=== WHAT YOU ARE ASKED TO DO ===
Extract the full set of records that follows, word for word.

>>>>>

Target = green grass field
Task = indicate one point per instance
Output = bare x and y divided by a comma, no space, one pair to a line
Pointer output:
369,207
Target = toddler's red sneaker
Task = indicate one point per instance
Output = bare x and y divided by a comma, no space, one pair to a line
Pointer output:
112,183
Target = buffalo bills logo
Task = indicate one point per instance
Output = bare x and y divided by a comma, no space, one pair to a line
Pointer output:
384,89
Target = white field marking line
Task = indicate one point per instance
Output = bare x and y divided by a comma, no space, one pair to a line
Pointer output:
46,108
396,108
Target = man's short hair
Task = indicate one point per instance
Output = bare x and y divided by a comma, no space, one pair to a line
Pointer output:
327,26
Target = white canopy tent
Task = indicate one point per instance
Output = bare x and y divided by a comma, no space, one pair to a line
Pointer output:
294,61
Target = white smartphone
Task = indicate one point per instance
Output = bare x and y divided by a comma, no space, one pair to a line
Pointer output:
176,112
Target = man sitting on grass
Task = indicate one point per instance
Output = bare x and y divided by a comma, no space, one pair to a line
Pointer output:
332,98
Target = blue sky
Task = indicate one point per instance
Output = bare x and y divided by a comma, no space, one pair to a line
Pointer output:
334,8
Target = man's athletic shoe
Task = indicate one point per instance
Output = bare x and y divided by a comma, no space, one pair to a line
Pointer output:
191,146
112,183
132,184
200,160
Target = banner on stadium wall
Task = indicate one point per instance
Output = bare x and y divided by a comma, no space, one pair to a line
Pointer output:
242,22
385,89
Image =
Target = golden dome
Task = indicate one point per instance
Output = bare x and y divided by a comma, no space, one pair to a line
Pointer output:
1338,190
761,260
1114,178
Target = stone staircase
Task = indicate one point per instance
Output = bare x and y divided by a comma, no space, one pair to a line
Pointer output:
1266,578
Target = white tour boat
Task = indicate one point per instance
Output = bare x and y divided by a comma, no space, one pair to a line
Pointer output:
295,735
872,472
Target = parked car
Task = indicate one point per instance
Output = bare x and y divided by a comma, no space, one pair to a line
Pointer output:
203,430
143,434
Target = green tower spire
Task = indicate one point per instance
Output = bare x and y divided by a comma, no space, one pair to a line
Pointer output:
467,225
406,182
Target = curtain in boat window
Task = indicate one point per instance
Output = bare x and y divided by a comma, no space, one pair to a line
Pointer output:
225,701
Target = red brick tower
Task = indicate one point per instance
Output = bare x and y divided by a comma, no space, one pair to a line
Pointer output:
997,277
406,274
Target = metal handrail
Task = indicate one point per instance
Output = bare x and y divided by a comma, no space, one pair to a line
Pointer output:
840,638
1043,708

<<<<<

=== FINAL RESULT ===
Target = green grass field
Task = indicate one point per instance
Output = bare x and y divided by a comma, no space, one pair to a line
Pointer output:
369,207
Target = toddler's red sneaker
Task = indicate one point per instance
Output = bare x and y divided by a comma, no space, one pair to a line
Pointer output:
112,183
Target = buffalo bills logo
Task = indicate one point per instance
Output = bare x and y divided by a comma, no space, one pair to a line
Pointer output:
384,89
Target = white field marking line
Task = indicate one point per instance
Output = bare x and y divided by a comma, no space, one pair to a line
Pointer output:
46,108
396,108
Target = man's short hair
Task = indicate one point per instance
Output = bare x and y divided by a comma, no space, one pair to a line
Pointer output:
327,26
Target = white canopy tent
Task = indicate one point per instance
Output = bare x and y divided by a comma, no space, one pair to a line
Pointer output:
294,61
Target = white smartphone
Task = indicate one point per instance
Output = bare x and y divided by a comma, no space, one pair to a line
Pointer output:
176,112
Target = man sitting on grass
Task = indicate one point per instance
Output = bare x and y divided by a comma, no space, one pair to a line
Pointer output:
332,98
Target = blue sky
Task = indicate one point per instance
Output = bare x and y divided by a comma, no space, one pair to a line
Pointer output:
334,8
Target = man's athletic shoe
Task = indicate one point per instance
Output = bare x and y divided by a comma, no space, one pair to a line
Pointer output:
191,146
112,183
132,184
200,160
Target = banner on stadium wall
Task = indicate one point per instance
Output = bare x and y divided by a comma, no space, one pair to a line
Pointer output:
242,22
385,89
Image =
Target = golden dome
Task = indicate one point per instance
Output = bare x and y divided by a comma, no space, one pair to a line
Pointer output:
1338,190
761,260
1114,178
Target = stone staircase
Task = indicate one point per instance
Output = bare x and y divided by a comma, no space, one pair to a line
Pointer output:
1266,578
Target = white tour boat
Task = indicate one point per instance
Output = bare x and y divided by a comma, no space, one pair to a line
Pointer output:
295,735
872,472
Target = parked car
Task = indicate one point per instance
Output = bare x and y divided by a comma, no space, one pair to a line
Pointer output:
203,430
143,434
Target = green tower spire
Task = indicate one point per instance
Output = bare x and y divided by a comma, no space, one pair to a line
Pointer output:
467,225
406,182
Target = curtain in boat window
Task = indicate one point per instance
Output = bare x and y divided by a comma, no space, one pair to a line
Pointer output:
225,701
Target = red brick tower
Task = indicate one point per instance
Output = bare x and y divided by a comma, no space, one pair to a line
Pointer output:
997,277
406,274
Target = metal handrail
Task = indicate one point per instance
Output = bare x and y divided by a comma, no space, one pair to a line
Pointer output:
840,638
1043,708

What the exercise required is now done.